→ **Complete the following**
A: Can you copy the health center brief word for word, between "- The majority" and "open enrollment period.", inclusive?
B: Using the health center brief, answer each question below, one answer per line, marked (i), (ii), (iii) to match.
(i) How long was the 2018 marketplace open enrollment period after the administration shortened it?
(ii) What percentage of health centers said their enrollment assistance staffing had decreased?
(iii) Of the health centers that received state or federal navigator funding in 2018, what percentage said that funding had been cut compared to the previous year?

→ **Text passage**

Community Health Centers' Experiences in a More Mature ACA Market
Community health centers provide comprehensive primary care services in some of the most underserved communities in the nation. Four years following implementation of the ACA’s coverage expansions, health centers continue to play a central role in connecting consumers to expanded Medicaid and marketplace coverage even as they faced challenges during the 2018 marketplace open enrollment period because of the administration’s decision to shorten the enrollment period to six weeks, reduce advertising funding, and reduce federal Navigator funding. In addition, in response to improved financing from having more insured patients as well enhanced federal grant support under the ACA, health centers have also experienced significant growth in their service capacity. This brief summarizes findings from the Kaiser Family Foundation/Geiger Gibson Program in Community Health Policy 2018 Health Center Survey to provide a snapshot of health centers’ outreach and enrollment activities as well as changes in service capacity, and overall financial condition since implementation of the ACA. Key findings include:
- Most health centers took steps to prepare for the shorter open enrollment period in effect in most states. Nearly four in five health centers took some action, including contacting consumers ahead of November 1st to inform them of the shortened enrollment period and increasing outreach activities.
- The majority of health centers employed the same level of outreach and enrollment staff as last year and served about the same number or more people seeking enrollment assistance. Two-thirds of health centers indicated that the number of full time equivalent (FTE) paid enrollment assistance staff had stayed about the same since the last open enrollment period, but 21% said staffing had decreased. Despite arguments from policymakers that the need for in-person assistance would diminish, over seven in ten health centers reported serving the same number or more people seeking enrollment assistance during the most recent open enrollment period.
- Many health centers received state or federal navigator funding and some experienced reductions in that funding. Funding for outreach and enrollment activities is included in the federal Section 330 grants health centers receive. In addition, about four in ten health centers reported receiving state or federal navigator funding in 2018. Of those, 34% said their funding had been cut compared to the previous year. In response to these funding cuts, nearly a third said they reduced staff and 27% reduced the number of outreach activities.

Saved data entries
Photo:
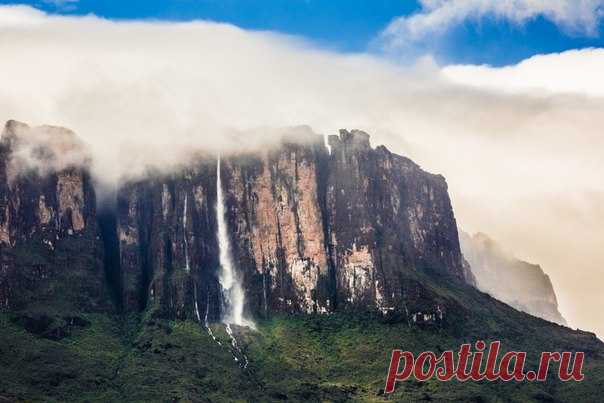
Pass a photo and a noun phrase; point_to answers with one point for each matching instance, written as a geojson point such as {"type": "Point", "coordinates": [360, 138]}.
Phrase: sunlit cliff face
{"type": "Point", "coordinates": [522, 159]}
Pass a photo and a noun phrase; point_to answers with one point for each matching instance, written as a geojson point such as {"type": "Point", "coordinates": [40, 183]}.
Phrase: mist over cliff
{"type": "Point", "coordinates": [144, 93]}
{"type": "Point", "coordinates": [522, 285]}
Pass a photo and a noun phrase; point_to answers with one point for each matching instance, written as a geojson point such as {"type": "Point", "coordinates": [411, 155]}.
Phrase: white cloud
{"type": "Point", "coordinates": [575, 71]}
{"type": "Point", "coordinates": [579, 17]}
{"type": "Point", "coordinates": [524, 167]}
{"type": "Point", "coordinates": [62, 5]}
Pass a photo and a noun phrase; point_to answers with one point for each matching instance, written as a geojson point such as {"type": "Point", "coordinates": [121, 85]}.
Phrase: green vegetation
{"type": "Point", "coordinates": [53, 349]}
{"type": "Point", "coordinates": [301, 358]}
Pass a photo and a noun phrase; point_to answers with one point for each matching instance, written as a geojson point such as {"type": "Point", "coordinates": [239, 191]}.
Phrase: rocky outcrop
{"type": "Point", "coordinates": [168, 252]}
{"type": "Point", "coordinates": [520, 284]}
{"type": "Point", "coordinates": [312, 228]}
{"type": "Point", "coordinates": [385, 216]}
{"type": "Point", "coordinates": [274, 203]}
{"type": "Point", "coordinates": [49, 245]}
{"type": "Point", "coordinates": [315, 231]}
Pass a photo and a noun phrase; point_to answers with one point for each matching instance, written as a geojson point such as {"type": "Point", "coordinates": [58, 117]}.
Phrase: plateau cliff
{"type": "Point", "coordinates": [520, 284]}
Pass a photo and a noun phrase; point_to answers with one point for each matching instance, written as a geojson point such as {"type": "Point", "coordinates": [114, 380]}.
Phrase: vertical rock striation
{"type": "Point", "coordinates": [276, 220]}
{"type": "Point", "coordinates": [315, 231]}
{"type": "Point", "coordinates": [385, 216]}
{"type": "Point", "coordinates": [166, 226]}
{"type": "Point", "coordinates": [50, 252]}
{"type": "Point", "coordinates": [311, 230]}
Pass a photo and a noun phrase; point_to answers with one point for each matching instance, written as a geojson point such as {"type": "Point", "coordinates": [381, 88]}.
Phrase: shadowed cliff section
{"type": "Point", "coordinates": [312, 231]}
{"type": "Point", "coordinates": [520, 284]}
{"type": "Point", "coordinates": [360, 233]}
{"type": "Point", "coordinates": [51, 257]}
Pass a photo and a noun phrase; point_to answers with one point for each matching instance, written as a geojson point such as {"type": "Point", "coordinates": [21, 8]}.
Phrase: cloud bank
{"type": "Point", "coordinates": [577, 17]}
{"type": "Point", "coordinates": [524, 165]}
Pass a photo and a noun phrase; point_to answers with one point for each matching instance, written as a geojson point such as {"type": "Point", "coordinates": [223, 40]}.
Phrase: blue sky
{"type": "Point", "coordinates": [353, 25]}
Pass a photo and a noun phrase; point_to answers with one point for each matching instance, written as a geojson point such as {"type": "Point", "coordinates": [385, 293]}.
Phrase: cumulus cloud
{"type": "Point", "coordinates": [62, 5]}
{"type": "Point", "coordinates": [522, 165]}
{"type": "Point", "coordinates": [575, 71]}
{"type": "Point", "coordinates": [579, 17]}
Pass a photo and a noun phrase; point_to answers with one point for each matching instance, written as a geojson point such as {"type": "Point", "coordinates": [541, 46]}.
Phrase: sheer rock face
{"type": "Point", "coordinates": [311, 230]}
{"type": "Point", "coordinates": [168, 252]}
{"type": "Point", "coordinates": [47, 206]}
{"type": "Point", "coordinates": [520, 284]}
{"type": "Point", "coordinates": [314, 231]}
{"type": "Point", "coordinates": [277, 227]}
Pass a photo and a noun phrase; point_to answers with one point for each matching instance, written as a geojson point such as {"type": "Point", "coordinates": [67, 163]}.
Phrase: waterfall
{"type": "Point", "coordinates": [184, 230]}
{"type": "Point", "coordinates": [326, 141]}
{"type": "Point", "coordinates": [234, 298]}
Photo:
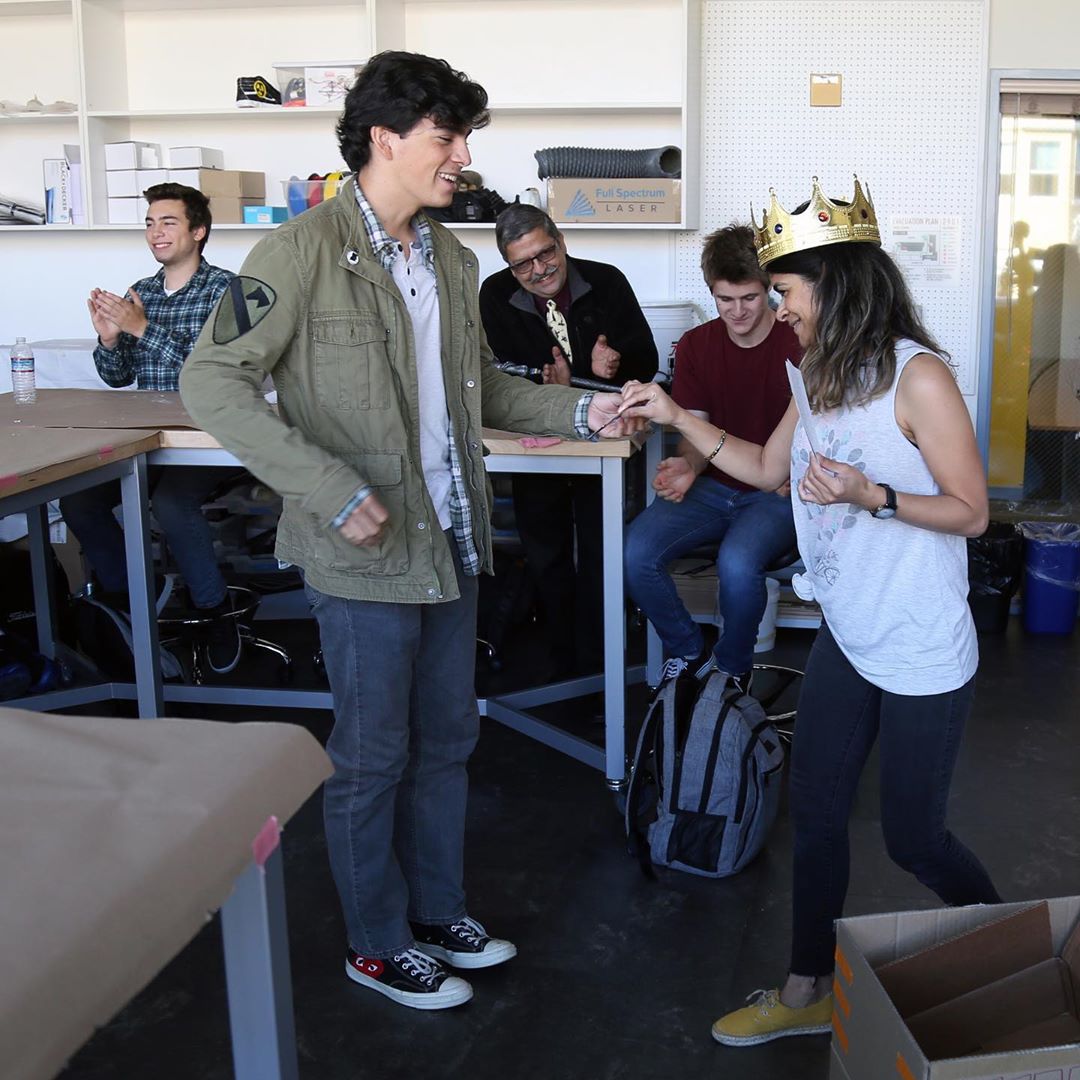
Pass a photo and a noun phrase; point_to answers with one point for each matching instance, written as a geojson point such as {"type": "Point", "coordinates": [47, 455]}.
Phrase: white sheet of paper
{"type": "Point", "coordinates": [801, 403]}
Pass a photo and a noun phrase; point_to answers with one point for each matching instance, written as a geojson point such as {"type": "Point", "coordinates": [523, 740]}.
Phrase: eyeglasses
{"type": "Point", "coordinates": [545, 257]}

→ **Responses by task**
A:
- The majority of health centers employed the same level of outreach and enrollment staff as last year and served about the same number or more people seeking enrollment assistance. Two-thirds of health centers indicated that the number of full time equivalent (FTE) paid enrollment assistance staff had stayed about the same since the last open enrollment period, but 21% said staffing had decreased. Despite arguments from policymakers that the need for in-person assistance would diminish, over seven in ten health centers reported serving the same number or more people seeking enrollment assistance during the most recent open enrollment period.

B:
(i) Six weeks
(ii) 21%
(iii) 34%